The entries below must be retyped exactly. Pictures are to be omitted.

[Saved entries]
_ _ _ _
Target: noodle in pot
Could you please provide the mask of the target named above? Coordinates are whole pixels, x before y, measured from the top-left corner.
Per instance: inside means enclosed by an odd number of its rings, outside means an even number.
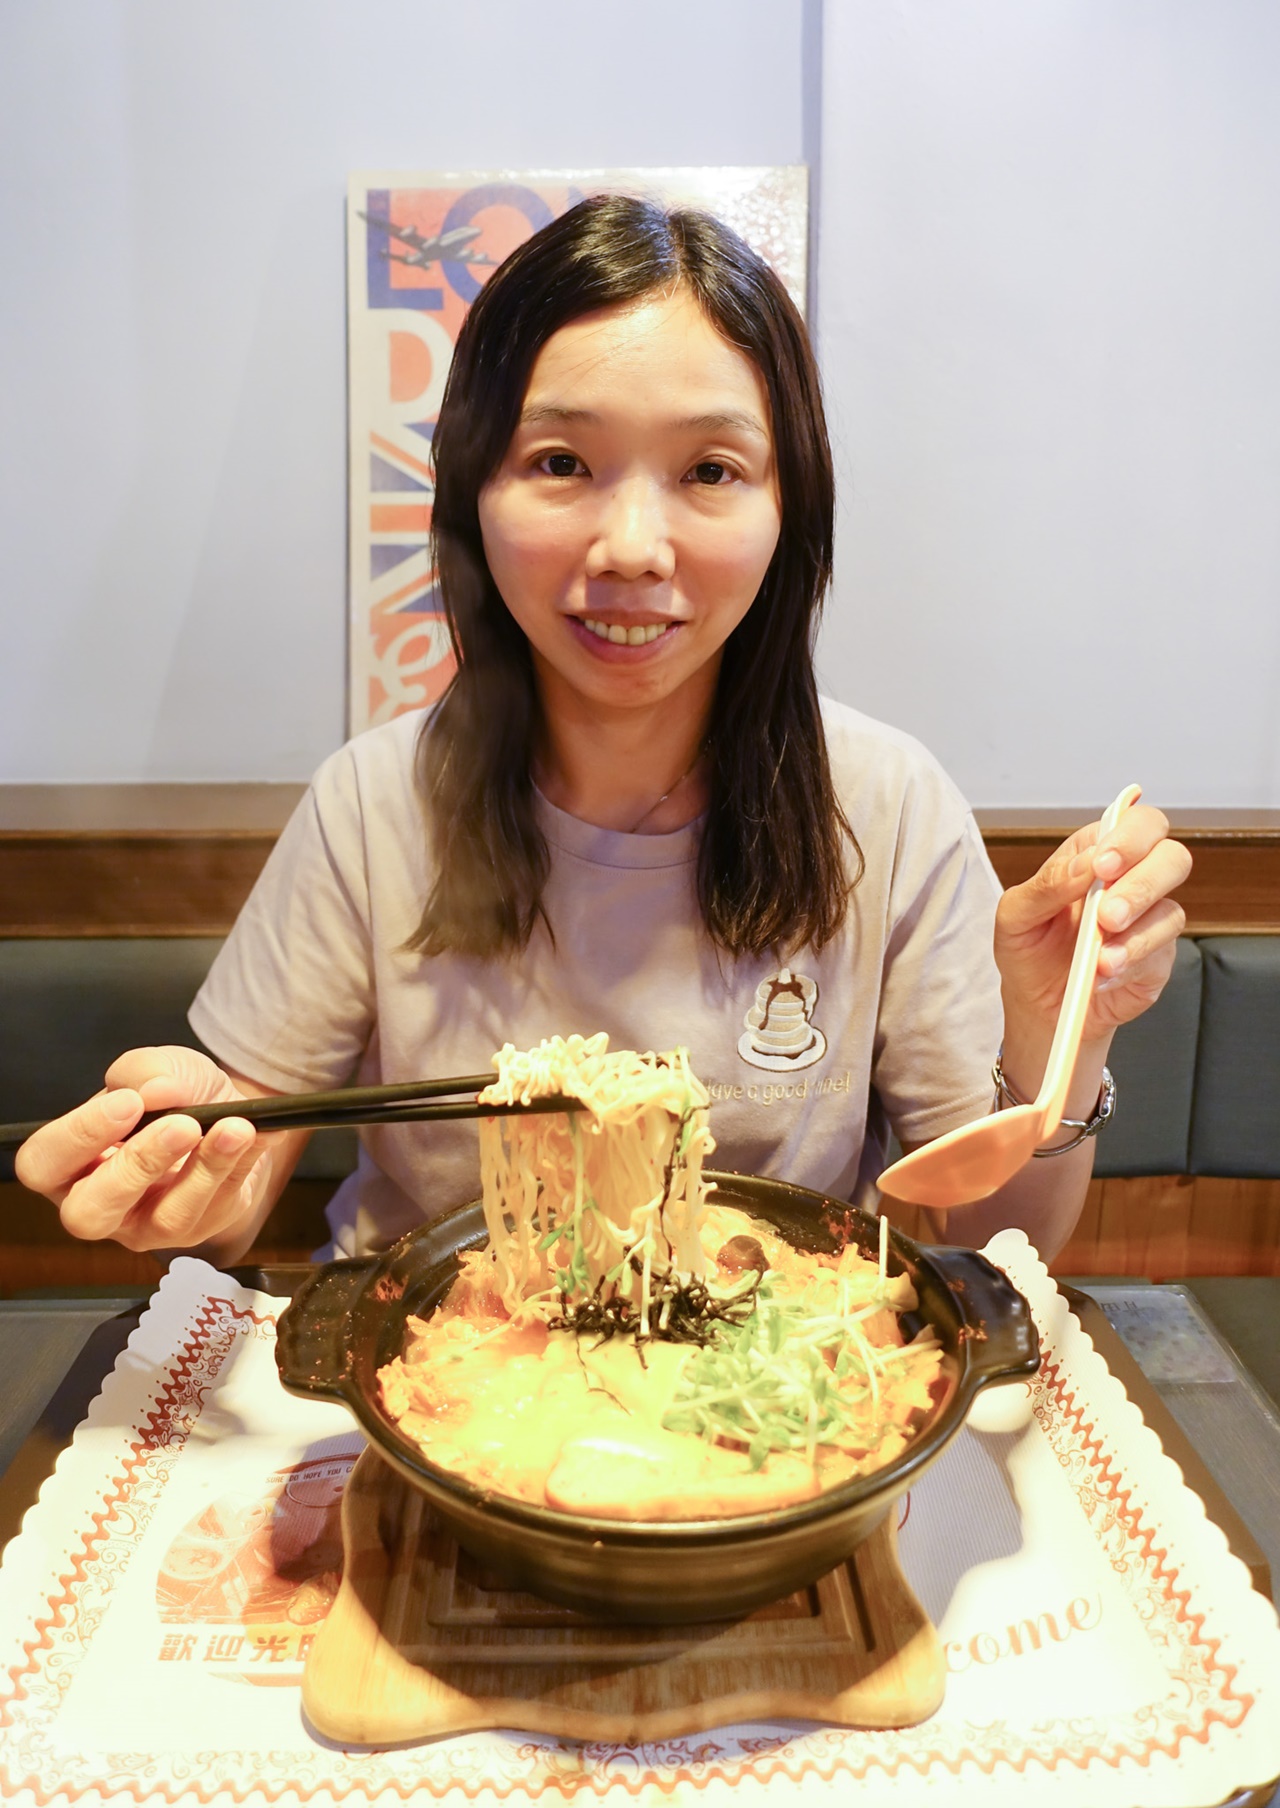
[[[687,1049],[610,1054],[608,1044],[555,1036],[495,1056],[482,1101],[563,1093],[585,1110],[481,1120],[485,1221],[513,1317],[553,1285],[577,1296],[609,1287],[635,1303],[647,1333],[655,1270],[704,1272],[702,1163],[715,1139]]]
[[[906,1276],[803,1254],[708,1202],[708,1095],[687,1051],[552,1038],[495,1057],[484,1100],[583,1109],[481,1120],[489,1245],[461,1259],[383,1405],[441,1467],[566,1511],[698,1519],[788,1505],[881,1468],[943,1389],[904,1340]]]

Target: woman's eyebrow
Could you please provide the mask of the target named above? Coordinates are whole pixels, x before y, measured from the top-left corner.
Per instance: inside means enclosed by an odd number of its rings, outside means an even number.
_ _ _ _
● **RESULT OF THE EXERCISE**:
Target: noodle in pot
Could you please provide the mask of the target named above? Coordinates are whole pixels, x before y, measured from the top-left corner.
Per instance: inside means enclosed by an odd number of its rings, outside means an even number.
[[[687,1049],[610,1054],[608,1044],[555,1036],[495,1056],[482,1101],[563,1093],[585,1110],[481,1120],[485,1221],[513,1317],[553,1285],[577,1296],[609,1287],[635,1303],[647,1333],[655,1270],[704,1272],[702,1163],[715,1139]]]
[[[906,1276],[803,1254],[708,1202],[708,1095],[687,1051],[552,1038],[495,1057],[484,1100],[583,1109],[481,1120],[489,1245],[461,1259],[383,1405],[441,1467],[566,1511],[698,1519],[788,1505],[881,1468],[943,1389],[904,1340]]]

Target: woman's eyebrow
Could you please provide the mask of the target named above? Coordinates are whole pixels, x before y, measured from the top-left corner.
Per instance: inside means enclosed by an odd number of its rings, outside means an even number.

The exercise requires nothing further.